» Work instructions:
Once you find a line containing the word "each" in the entries below, copy it.

##### Data for this exercise

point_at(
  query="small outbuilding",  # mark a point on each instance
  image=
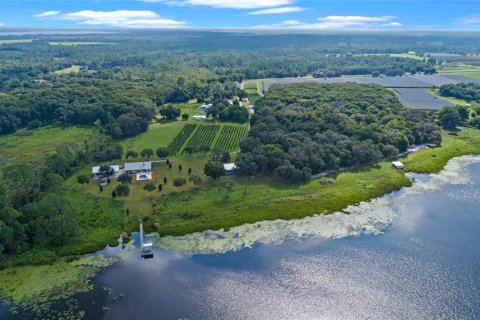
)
(96, 174)
(136, 167)
(398, 165)
(204, 108)
(229, 167)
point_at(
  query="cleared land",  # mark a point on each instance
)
(412, 90)
(35, 144)
(76, 43)
(158, 135)
(15, 41)
(72, 69)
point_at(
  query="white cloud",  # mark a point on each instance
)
(231, 4)
(471, 20)
(47, 14)
(277, 10)
(337, 22)
(118, 18)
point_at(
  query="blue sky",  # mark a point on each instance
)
(264, 14)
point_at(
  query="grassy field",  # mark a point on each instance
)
(76, 43)
(72, 69)
(452, 100)
(158, 135)
(162, 134)
(31, 145)
(15, 41)
(466, 141)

##########

» Result:
  query="small outbuilding",  # mark a point on each instance
  query="cleared land",  # mark a point on each instance
  query="white cloud",  # mark a point on each instance
  query="blue sky",  # mark a point on each instance
  query="grassy field",  # mark a point on each instance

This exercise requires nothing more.